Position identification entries
** start **

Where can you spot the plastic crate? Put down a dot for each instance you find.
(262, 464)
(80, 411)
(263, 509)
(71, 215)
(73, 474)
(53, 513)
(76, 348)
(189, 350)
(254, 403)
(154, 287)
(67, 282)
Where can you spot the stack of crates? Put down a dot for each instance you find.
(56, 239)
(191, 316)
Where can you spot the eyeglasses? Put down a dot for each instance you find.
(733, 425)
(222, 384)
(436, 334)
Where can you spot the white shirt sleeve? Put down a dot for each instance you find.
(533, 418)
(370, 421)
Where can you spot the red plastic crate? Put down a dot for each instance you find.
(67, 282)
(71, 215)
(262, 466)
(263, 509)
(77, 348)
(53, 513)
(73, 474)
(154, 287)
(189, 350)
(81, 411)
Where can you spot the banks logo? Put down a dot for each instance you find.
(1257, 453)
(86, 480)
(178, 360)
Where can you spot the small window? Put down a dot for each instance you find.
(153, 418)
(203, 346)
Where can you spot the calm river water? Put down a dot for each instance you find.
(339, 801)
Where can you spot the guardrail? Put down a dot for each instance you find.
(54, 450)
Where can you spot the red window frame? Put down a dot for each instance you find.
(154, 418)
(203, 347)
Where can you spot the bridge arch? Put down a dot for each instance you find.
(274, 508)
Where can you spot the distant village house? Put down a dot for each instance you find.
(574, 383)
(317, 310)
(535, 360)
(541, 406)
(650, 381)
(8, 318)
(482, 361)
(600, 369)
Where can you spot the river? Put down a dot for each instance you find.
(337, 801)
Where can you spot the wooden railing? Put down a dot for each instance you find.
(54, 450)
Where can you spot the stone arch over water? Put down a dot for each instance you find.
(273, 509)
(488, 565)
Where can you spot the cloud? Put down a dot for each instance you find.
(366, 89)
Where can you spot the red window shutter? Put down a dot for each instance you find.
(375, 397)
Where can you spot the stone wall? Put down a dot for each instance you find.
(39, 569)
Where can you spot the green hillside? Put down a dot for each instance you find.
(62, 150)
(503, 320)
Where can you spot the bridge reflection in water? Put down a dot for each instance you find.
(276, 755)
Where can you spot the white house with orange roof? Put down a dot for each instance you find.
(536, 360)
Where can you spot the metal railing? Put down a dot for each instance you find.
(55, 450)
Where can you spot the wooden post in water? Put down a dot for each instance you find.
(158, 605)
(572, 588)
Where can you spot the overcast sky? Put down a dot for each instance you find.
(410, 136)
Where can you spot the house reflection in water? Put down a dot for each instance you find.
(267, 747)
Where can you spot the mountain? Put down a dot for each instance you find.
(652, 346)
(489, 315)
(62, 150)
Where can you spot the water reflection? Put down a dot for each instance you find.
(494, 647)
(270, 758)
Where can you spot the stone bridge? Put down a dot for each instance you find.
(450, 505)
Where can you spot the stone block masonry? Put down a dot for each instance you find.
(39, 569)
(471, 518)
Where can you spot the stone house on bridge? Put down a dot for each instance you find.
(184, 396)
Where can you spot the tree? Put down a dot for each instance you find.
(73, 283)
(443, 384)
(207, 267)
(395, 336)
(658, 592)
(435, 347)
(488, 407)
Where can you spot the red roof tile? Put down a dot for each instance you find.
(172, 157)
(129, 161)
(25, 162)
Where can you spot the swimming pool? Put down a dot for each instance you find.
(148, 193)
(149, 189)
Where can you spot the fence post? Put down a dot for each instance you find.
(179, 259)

** end **

Given task: Reproduce all of the entries above verbatim, line for line, with nothing changed or left out.

Exercise answer:
Where can you spot the plastic crate? Put down a dot for each instance you find.
(262, 464)
(80, 411)
(263, 509)
(71, 215)
(73, 474)
(53, 513)
(76, 348)
(189, 350)
(254, 403)
(154, 287)
(67, 282)
Where can you spot the stack of crates? Put down a dot for each instance you find.
(56, 239)
(191, 316)
Where can you spot the eyeglasses? Put down a dot for each instance you find.
(733, 425)
(222, 384)
(436, 334)
Where can you spot the white shirt sleeve? Put down a dot for each instance you find.
(533, 418)
(370, 421)
Where can you spot the red plastic crate? Put down a dot for each instance you find.
(67, 282)
(71, 215)
(262, 466)
(263, 509)
(77, 348)
(53, 513)
(73, 474)
(154, 287)
(189, 350)
(81, 411)
Where can you spot the banks logo? Put down a dot for each instance you find.
(1257, 453)
(86, 480)
(178, 360)
Where can you spot the small window? Put down a dot for each instance you find.
(153, 418)
(203, 346)
Where can you spot the calm river water? Put down a dot for each instance you find.
(339, 801)
Where can you spot the guardrail? Put down a dot for each instance you find.
(54, 450)
Where can you spot the red window frame? Put down a dot for each instance you find.
(154, 418)
(203, 347)
Where can you spot the bridge arch? Put down a dot for each instance you find.
(274, 508)
Where can you spot the distant village house? Put down a dot for each instance you find.
(574, 383)
(317, 310)
(535, 360)
(541, 406)
(650, 381)
(8, 318)
(482, 361)
(600, 369)
Where can you spot the river? Put down a dot for each instance you find.
(337, 801)
Where can you spot the wooden railing? Put down a dot for each instance you find.
(54, 450)
Where can you spot the stone arch over water? Put down a dot for each instance you find.
(273, 509)
(488, 565)
Where can you spot the cloud? Put down a dot for each instance you find.
(366, 89)
Where can you spot the red window shutter? Put down a dot for each instance you find.
(375, 397)
Where can you spot the stone wall? Put down a dot for each instance you find.
(39, 569)
Where can you spot the green hillside? Put down a dot for each instance you find.
(62, 150)
(503, 320)
Where can you spot the bridge reflection in water? Put down a dot for each instance you find.
(276, 755)
Where can you spot the white house with orange roof? Put down a dot for each instance you find.
(536, 360)
Where can you spot the metal railing? Put down a dot for each instance you find.
(55, 450)
Where can you spot the wooden post in water? Put down a dot for each instance you find.
(158, 605)
(572, 588)
Where can you spot the overcast sky? Put down a dot for each instance you find.
(410, 136)
Where can you spot the house reflection in water? Put down a dot for each instance you find.
(267, 747)
Where can you spot the mountain? Put down a dot for each instance you find.
(652, 346)
(489, 315)
(62, 150)
Where can you spot the water reflection? Put down a dot for each instance you find.
(494, 647)
(270, 758)
Where can you spot the stone bridge? Put down a dot for each instance you find.
(450, 505)
Where can you spot the stone block masonry? Put down a dot for each instance you find.
(39, 569)
(471, 518)
Where can you spot the stone house on bridge? Put down a dot for each instance you find.
(184, 396)
Where can you spot the tree? Put down a dot for each instance you find.
(73, 283)
(443, 384)
(207, 267)
(395, 336)
(658, 592)
(435, 347)
(488, 407)
Where can you spot the red roof tile? Put down a dot for each instance you find.
(172, 157)
(129, 161)
(25, 162)
Where can you spot the swimming pool? Put down a dot for each instance you find.
(148, 193)
(149, 189)
Where can you spot the fence post? Put down a dot for each instance you find.
(179, 259)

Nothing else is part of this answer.